Excerpt provided -

|---|

President Obama is wasting time calling on Congress to squash corporate tax inversions when he could simply enforce an old law, according to a former senior U.S. Treasury Department official, Reuters reports.
Internal Revenue Code Section 385 allows the Treasury Department to “restrict foreign tax-domiciled U.S companies from using inter-company loans and interest deductions to cut their U.S. tax bills,” notes Steven Shay, a former deputy assistant Treasury secretary for international tax affairs in the Obama administration, in an article published Monday in trade journal Tax Notes, as reported by Reuters.
If a U.S. company has excessive debt, the tax law, enacted in 1969, could be invoked to declare the liability as “equity and ineligible for deductions,” explains Shay, who also served as international tax counsel at Treasury from 1982 to 1987 in the Reagan administration.
Shay writes that the tax law is the perfect remedy to derail the exodus of U.S. companies from seeking tax-friendly sanctuaries abroad. But to maximize its effectiveness, President Obama needs to act quickly and not “dawdle.”

|---|

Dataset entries

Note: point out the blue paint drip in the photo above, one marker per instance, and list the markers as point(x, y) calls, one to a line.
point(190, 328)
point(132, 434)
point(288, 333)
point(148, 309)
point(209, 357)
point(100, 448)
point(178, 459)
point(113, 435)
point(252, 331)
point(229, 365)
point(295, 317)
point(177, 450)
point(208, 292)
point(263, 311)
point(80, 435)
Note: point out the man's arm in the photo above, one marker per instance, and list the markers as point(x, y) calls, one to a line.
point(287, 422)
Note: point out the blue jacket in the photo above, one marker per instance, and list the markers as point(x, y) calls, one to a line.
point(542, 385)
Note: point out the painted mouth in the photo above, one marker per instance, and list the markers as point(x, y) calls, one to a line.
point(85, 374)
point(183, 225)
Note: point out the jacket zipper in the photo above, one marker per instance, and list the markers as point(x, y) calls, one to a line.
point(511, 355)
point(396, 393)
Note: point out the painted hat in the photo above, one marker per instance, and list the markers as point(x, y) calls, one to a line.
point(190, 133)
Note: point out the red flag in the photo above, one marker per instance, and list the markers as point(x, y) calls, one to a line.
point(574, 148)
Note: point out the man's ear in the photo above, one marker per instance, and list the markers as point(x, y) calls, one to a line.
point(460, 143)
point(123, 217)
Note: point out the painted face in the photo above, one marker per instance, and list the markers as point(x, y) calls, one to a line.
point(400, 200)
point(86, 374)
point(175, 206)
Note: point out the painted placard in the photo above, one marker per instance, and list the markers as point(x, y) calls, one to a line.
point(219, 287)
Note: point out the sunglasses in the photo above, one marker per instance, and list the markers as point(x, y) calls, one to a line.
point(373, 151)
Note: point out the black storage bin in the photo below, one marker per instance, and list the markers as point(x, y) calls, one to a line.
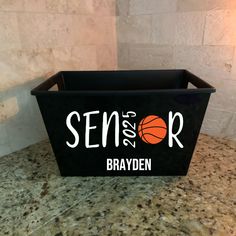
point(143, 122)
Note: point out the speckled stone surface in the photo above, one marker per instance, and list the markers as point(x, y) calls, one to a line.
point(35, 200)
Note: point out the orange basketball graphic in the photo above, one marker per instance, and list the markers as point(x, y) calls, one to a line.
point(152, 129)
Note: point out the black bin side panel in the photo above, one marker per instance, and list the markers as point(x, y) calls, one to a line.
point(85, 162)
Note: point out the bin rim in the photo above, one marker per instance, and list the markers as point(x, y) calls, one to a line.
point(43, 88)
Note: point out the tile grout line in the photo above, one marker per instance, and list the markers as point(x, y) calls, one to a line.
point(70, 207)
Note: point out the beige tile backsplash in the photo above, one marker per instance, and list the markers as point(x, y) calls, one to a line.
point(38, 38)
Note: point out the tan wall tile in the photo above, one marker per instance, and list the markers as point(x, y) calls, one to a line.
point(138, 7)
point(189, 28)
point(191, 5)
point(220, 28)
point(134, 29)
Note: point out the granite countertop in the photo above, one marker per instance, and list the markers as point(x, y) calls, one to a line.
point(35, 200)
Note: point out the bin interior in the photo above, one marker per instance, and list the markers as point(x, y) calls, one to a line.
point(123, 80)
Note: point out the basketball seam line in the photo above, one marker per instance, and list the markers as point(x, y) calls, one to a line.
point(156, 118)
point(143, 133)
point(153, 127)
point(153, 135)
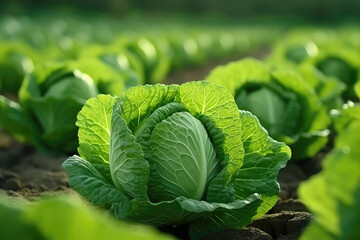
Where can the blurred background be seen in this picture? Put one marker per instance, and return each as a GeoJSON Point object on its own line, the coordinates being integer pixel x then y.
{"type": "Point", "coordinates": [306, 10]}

|---|

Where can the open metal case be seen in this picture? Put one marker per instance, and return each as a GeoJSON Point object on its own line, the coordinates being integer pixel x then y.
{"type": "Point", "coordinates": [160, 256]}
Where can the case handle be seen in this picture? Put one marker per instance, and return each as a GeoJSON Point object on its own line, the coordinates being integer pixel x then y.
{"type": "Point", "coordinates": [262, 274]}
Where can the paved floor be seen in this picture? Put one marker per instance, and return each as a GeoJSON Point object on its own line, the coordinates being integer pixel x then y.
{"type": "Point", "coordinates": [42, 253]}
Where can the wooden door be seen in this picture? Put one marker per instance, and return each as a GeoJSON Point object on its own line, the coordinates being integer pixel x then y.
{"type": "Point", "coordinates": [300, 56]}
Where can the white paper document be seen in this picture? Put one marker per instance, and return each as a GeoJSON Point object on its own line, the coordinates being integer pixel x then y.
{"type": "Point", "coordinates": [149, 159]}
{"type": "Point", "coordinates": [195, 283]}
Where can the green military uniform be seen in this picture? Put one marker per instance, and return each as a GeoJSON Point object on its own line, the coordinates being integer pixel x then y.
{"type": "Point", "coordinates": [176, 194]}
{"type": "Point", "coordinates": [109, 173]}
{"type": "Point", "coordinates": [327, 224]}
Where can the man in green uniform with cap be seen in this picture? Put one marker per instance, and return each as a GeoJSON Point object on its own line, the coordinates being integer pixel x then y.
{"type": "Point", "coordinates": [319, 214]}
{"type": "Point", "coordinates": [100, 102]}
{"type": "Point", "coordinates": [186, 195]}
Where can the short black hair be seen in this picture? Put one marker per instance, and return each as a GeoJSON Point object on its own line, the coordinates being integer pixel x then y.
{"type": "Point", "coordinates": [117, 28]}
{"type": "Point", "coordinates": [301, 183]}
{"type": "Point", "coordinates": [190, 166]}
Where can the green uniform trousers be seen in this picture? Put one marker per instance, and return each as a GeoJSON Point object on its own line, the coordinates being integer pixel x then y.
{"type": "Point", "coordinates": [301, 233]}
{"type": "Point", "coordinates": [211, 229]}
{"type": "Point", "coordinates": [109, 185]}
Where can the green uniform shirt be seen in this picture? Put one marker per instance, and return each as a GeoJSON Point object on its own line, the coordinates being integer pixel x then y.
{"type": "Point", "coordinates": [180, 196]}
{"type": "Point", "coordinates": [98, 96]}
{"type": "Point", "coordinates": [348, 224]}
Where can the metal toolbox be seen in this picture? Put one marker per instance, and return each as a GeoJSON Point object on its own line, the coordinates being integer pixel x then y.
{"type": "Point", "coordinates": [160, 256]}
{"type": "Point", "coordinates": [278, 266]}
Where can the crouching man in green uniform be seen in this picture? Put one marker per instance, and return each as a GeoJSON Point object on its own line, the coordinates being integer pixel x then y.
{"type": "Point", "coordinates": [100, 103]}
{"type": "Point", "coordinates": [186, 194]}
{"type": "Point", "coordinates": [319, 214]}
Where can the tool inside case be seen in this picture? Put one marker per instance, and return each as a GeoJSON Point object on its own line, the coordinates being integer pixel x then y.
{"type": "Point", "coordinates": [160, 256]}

|---|

Check your understanding -
(1) How would you translate this sentence from the article on corporate tax inversions into Spanish: "Shay writes that the tax law is the perfect remedy to derail the exodus of U.S. companies from seeking tax-friendly sanctuaries abroad."
(2) Which years are mentioned in the article on corporate tax inversions?
(3) Continue the article on corporate tax inversions after its final sentence.

Answer section -
(1) Shay escribe que la ley tributaria es el remedio perfecto para frenar el éxodo de empresas estadounidenses que buscan refugios fiscales favorables en el extranjero.

(2) 1969, 1982, 1987

(3)
The directive is especially urgent as companies like pharmaceutical giant AbbVie seek to reincorporate in the United Kingdom and medical-technology firm Medtronic to Ireland after their respective acquisitions of smaller Irish companies close. Even drug retailer Walgreens is supposedly weighing a tax inversion after announcing plans to acquire Swiss-based Alliance Boots.
Shay’s advice to President Obama comes at a time when the protests in Washington over tax-inversion deals are reaching a crescendo. Fueling the controversy are investment bankers and tax lawyers who are endorsing these deals.